Inspur and Altera Launch Speech Recognition FPGA Solution with OpenCL

AUSTIN, TX -- Server vendor Inspur Group and FPGA chipmaker Altera launch a speech recognition acceleration solution based on Altera's Arria® 10 FPGAs and DNN algorithm from iFLYTEK, an intelligent speech technology provider in China, at SC15 conference in Austin, Texas. The launch results in Inspur becoming a HPC systems vendor with HPC heterogeneous computing application capabilities in GPU, MIC and FPGA.

The deep learning speech recognition acceleration solution leverages an Altera Arria 10 FPGA, iFLYTEK's deep neural network (DNN) recognition algorithms and Inspur's FPGA-based DNN parallel design, migration and optimization with OpenCL. The solution has a hardware platform in CPU+Arria 10 FPGA heterogeneous architecture and software in a high-level programming model in OpenCL to enable migration from CPU to FPGAs.

"Software algorithms for deep learning models need be fine-tuned and optimized continuously. Server accelerators with fixed functionalities will have increasingly low efficiency over time and waste space and electricity," said Yu Zhenhua, director of technology, iFLYTEK Co., Ltd. "In contrast, FPGAs are flexible, customizable and power-efficient. This is also an important reason that iFLYTEK decided to migrate DNN algorithms to a FPGA platform."

Field-Programmable Gate Arrays (FPGA), which have the characteristics of both an application-specific integrated circuit (ASIC) and a general chip, have the ability to do data parallel and task parallel computing simultaneously, which allows them to be more efficient in dealing with specific applications. FPGAs are currently used in logic control, signal processing and image processing and recently in online recognition systems.

"Inspur's Arria 10 FPGA-based deep learning speech recognition solution further demonstrates the performance-per Watt advantages that FPGA accelerators provide," said David Gamba, general manager of the computer & storage business unit at Altera. "This success in solution development will become an important reference for FPGAs in the deep learning field."

Meanwhile, Inspur is also expanding its software cooperation on the speech recognition system, designing OpenCL programming frameworks combined with iFLYTEK's applications, to increase the efficiency of application programming. With these efforts, Inspur can enable the migration of more applications to FPGA-based platforms and foster an FPGA ecosystem, which includes FPGA software, hardware and an applied algorithms library.

When speaking about further cooperation, Hu Leijun, vice president of Inspur, said that Inspur is committed to providing clients with computing solutions that best suit their needs. Given FPGA-based solutions great advantages in terms of performance per watt, Inspur will expand its software cooperation with IFLYTEK and Altera on FPGA-based deep learning online speech recognition applications. Moreover, Inspur will develop an FPGA-based system solutions, covering full cabinet computing, Internet and storage solutions, with the aim of making these solutions available for applications and clients in other fields.
:::
GIVEN EXERCISE 1. Based on the press release, do these statements agree with it? For each, answer yes or no and quote the deciding words. (a) The solution's software uses OpenCL to enable migration from CPU to FPGAs. (b) David Gamba is director of technology at iFLYTEK. (c) FPGAs are currently used in image processing.

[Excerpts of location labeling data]
:::
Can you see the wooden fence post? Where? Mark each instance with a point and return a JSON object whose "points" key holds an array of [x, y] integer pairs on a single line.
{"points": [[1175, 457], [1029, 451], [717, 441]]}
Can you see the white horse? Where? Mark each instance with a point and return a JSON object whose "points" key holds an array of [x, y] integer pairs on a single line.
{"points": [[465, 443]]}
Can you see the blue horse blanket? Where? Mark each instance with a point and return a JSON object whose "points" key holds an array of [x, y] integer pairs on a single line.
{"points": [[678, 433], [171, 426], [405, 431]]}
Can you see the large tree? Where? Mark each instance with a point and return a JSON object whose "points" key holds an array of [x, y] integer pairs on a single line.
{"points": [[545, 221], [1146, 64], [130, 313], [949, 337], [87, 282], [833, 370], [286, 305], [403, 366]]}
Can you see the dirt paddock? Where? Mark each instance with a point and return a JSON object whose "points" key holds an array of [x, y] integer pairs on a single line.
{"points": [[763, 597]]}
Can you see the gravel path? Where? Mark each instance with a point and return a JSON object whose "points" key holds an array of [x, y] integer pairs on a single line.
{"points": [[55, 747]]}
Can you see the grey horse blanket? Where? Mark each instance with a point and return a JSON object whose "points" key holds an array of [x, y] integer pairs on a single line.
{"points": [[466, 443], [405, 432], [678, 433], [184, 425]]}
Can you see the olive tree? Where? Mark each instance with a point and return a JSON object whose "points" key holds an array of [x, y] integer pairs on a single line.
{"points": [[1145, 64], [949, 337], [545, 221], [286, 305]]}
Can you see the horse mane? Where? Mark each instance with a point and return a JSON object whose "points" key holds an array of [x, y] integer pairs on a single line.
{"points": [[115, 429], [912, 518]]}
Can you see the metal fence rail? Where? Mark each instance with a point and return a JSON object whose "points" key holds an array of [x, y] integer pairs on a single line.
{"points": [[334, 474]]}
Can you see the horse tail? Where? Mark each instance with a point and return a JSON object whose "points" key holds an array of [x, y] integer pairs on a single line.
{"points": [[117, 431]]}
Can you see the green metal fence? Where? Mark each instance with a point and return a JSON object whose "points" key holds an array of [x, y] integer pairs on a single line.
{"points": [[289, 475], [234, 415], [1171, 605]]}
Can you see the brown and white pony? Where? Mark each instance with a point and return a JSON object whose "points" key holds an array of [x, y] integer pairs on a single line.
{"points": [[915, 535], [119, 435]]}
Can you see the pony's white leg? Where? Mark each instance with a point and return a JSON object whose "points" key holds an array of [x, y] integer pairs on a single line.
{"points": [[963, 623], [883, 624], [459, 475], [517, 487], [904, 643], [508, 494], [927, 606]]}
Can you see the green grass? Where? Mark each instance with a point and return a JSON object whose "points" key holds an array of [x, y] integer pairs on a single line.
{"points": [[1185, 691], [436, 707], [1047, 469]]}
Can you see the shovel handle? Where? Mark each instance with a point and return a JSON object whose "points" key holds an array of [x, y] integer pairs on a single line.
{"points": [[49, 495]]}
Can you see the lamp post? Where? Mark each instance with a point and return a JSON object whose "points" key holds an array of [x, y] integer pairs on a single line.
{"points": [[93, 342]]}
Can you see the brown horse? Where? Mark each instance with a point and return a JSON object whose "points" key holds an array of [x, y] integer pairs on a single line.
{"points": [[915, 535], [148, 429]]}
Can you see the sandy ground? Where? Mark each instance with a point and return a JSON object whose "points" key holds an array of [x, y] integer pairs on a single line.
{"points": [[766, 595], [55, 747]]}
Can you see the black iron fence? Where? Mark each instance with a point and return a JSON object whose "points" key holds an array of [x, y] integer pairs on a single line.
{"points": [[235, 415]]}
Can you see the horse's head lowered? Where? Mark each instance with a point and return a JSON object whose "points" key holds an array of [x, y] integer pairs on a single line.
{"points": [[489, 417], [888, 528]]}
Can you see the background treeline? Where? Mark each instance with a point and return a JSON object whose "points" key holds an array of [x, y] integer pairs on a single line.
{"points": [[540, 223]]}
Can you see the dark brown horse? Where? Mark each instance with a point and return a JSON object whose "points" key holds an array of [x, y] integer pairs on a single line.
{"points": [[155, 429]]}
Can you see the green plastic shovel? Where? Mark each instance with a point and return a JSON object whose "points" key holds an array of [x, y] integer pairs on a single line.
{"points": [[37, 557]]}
:::
GIVEN EXERCISE 2. Extract everything in the listing from the line containing "Can you see the brown horse?" down to the end of the listing, both ends included, and reproduce those lines verbatim.

COMPLETE OUTPUT 1.
(a) Yes: "software in a high-level programming model in OpenCL to enable migration from CPU to FPGAs"
(b) No: "said David Gamba, general manager of the computer & storage business unit at Altera"
(c) Yes: "FPGAs are currently used in logic control, signal processing and image processing"

COMPLETE OUTPUT 2.
Can you see the brown horse? Where? Mark each instance with a point and return a JSON object whose "points" key holds an array of [x, y] integer pairs on a single line.
{"points": [[915, 535], [148, 429]]}
Can you see the sandy ground? Where? Mark each instance with a point and return a JSON object whose "points" key holds an array of [x, y] integer pairs on a single line.
{"points": [[766, 595], [55, 747]]}
Can you see the black iron fence? Where? Mark each instance with a point and return a JSON object whose "points" key holds an array of [x, y] integer pairs on a single line.
{"points": [[235, 415]]}
Can you see the horse's head lowered? Where? Mark each instance with a point and return a JSON object whose "points" key holds an array of [x, y] integer pairs on a single line.
{"points": [[489, 417], [888, 528]]}
Can you see the background treeline? Where? Mark each instance with a point and return a JSON object whose "points" key holds an array of [x, y] integer pairs on a single line.
{"points": [[540, 223]]}
Can you see the dark brown horse? Where? Mark each instance with a point and return a JSON object whose "points" key holds an array of [x, y] integer pairs on a single line.
{"points": [[155, 429]]}
Can you see the green plastic shovel? Where? Mark each instance with a point and return a JSON object whose "points" key holds an array of [x, y] integer pairs on a single line.
{"points": [[37, 557]]}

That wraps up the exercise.